:: Work instructions ::
Nothing but the lines from the one containing "of the power" through the last line should be written out, please, exactly as they stand.

:: Record list ::
____
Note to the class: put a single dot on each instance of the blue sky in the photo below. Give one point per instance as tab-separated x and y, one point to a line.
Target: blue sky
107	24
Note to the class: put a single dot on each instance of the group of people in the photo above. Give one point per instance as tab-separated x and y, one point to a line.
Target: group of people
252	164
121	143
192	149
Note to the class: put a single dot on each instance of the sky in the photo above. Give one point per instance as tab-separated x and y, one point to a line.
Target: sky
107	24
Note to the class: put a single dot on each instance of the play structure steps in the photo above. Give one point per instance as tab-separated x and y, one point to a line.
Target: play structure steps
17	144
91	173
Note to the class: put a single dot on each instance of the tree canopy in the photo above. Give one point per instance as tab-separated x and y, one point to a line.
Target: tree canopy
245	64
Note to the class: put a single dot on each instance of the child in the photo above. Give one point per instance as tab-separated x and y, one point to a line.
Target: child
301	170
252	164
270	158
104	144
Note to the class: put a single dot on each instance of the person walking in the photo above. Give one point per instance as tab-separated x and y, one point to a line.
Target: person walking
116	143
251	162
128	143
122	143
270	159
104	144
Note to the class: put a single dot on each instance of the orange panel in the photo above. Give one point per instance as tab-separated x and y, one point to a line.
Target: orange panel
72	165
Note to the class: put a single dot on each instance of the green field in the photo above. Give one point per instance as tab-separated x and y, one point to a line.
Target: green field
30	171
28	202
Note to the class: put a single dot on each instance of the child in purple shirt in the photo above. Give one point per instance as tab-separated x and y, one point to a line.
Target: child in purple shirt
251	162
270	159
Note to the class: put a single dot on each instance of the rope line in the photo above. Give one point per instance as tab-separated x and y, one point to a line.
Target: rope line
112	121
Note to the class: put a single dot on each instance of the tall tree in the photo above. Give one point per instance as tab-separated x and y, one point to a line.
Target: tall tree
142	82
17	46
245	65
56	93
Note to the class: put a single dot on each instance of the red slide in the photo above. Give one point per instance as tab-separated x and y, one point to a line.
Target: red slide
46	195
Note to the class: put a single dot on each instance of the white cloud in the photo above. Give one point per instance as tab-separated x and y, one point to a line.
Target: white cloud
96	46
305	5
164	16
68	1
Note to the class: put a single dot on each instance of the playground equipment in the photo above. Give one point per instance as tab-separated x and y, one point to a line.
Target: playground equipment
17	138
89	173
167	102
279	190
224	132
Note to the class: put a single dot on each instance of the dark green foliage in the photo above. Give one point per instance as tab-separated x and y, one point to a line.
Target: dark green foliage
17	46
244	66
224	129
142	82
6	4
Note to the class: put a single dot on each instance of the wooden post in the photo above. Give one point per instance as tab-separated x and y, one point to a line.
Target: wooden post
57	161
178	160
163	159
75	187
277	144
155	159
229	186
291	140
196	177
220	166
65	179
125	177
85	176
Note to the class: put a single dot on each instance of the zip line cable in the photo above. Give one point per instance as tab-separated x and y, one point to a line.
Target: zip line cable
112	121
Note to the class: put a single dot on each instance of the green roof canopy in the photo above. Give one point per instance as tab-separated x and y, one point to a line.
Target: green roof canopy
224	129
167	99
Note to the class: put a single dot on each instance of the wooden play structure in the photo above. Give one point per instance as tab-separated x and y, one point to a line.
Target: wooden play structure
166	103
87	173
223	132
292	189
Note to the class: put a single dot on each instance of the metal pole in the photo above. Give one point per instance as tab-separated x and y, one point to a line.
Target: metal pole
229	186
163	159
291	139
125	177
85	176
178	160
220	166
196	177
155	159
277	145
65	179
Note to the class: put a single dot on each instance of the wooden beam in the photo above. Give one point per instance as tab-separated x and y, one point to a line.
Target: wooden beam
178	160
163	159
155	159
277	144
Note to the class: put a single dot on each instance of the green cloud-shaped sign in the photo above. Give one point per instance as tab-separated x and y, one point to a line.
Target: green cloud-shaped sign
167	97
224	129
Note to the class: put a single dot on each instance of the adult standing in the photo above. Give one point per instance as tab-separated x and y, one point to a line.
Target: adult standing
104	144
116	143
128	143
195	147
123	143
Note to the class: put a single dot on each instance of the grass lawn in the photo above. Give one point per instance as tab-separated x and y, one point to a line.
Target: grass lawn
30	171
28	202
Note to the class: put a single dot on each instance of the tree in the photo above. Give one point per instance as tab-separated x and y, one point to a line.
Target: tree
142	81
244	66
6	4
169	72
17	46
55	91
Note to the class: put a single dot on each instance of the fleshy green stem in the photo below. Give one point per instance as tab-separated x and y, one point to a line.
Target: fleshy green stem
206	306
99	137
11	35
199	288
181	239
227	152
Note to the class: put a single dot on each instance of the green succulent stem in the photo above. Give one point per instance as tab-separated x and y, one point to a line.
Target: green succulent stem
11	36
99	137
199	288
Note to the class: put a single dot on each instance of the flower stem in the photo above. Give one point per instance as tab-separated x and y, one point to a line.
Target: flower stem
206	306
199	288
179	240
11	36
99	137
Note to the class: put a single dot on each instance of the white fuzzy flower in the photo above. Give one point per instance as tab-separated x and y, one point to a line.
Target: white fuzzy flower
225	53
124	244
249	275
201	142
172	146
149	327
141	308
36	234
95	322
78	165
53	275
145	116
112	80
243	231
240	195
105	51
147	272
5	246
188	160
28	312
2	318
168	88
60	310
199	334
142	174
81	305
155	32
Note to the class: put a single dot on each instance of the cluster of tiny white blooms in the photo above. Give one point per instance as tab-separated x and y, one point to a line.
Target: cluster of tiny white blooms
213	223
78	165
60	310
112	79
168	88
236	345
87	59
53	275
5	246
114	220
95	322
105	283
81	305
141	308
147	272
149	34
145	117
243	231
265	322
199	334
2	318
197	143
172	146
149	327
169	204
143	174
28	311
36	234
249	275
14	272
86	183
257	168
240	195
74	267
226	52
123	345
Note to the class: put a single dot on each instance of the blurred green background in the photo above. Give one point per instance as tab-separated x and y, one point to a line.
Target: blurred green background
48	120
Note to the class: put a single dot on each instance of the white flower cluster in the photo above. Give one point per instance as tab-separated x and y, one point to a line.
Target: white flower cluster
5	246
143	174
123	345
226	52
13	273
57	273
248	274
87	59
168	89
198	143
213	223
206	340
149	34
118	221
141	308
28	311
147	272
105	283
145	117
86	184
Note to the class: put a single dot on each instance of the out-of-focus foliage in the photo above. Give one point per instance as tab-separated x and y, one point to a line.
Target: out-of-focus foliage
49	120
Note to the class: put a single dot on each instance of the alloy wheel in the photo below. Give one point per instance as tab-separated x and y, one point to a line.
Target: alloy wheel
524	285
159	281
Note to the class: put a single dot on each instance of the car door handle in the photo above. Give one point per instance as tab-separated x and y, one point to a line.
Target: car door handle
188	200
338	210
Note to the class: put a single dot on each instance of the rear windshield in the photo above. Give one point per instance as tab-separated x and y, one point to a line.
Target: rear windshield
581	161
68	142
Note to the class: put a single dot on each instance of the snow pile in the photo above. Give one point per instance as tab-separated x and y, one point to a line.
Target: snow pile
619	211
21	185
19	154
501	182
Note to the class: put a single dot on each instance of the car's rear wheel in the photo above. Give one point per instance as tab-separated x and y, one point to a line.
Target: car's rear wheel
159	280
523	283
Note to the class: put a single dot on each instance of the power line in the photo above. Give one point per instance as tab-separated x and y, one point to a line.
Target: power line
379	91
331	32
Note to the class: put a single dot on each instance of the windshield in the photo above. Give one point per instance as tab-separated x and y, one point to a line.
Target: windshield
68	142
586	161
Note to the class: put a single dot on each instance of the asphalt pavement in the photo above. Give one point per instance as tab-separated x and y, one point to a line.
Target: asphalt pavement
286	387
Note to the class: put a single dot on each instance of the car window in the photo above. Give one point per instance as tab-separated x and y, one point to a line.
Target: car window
____
:: Result of the task ::
Note to the class: put a single dot on each instance of the power line in the photo above. Give one point per instance as tab-separated x and y, one point to a line.
Target: power line
379	91
331	32
Note to the class: put a single dot on each instance of the windshield in the photo above. Give one point per instance as tab-separated x and y, one point to a line.
Target: windshield
68	142
586	161
Note to the class: put a single dot on each instance of the asphalt pavement in the photo above. Give one point per instance as tab-separated x and y, one point to a line.
Target: asphalt pavement
286	387
Note to the class: put a single dot on each instance of the car window in the photo above. Give one point per instance as tab-separated x and y, one point to a line.
Target: car window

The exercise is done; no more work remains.